What to work on: Scale the material below by reproducing every line, requests included, with each point coordinate in the answers multiplied by 2.05 and rounded to a whole number, halves rounding up; numbers inside the requests stay unchanged. Leave the pictures out of your output.
· · · · · · ·
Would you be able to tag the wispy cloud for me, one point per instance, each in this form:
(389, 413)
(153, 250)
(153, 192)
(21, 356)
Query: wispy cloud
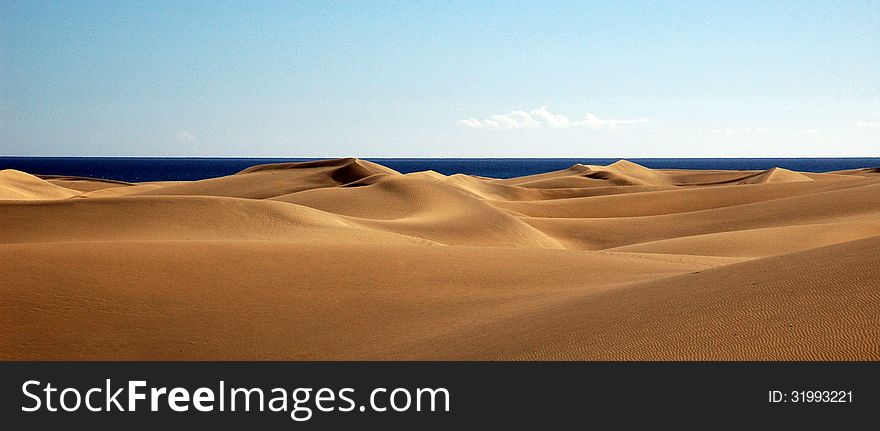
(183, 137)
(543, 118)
· · · · · · ·
Written reply:
Would you be able to tag the wispy cloud for me, one point per instance, each in this form:
(389, 413)
(153, 250)
(153, 192)
(21, 356)
Query: wispy cloud
(375, 281)
(1113, 242)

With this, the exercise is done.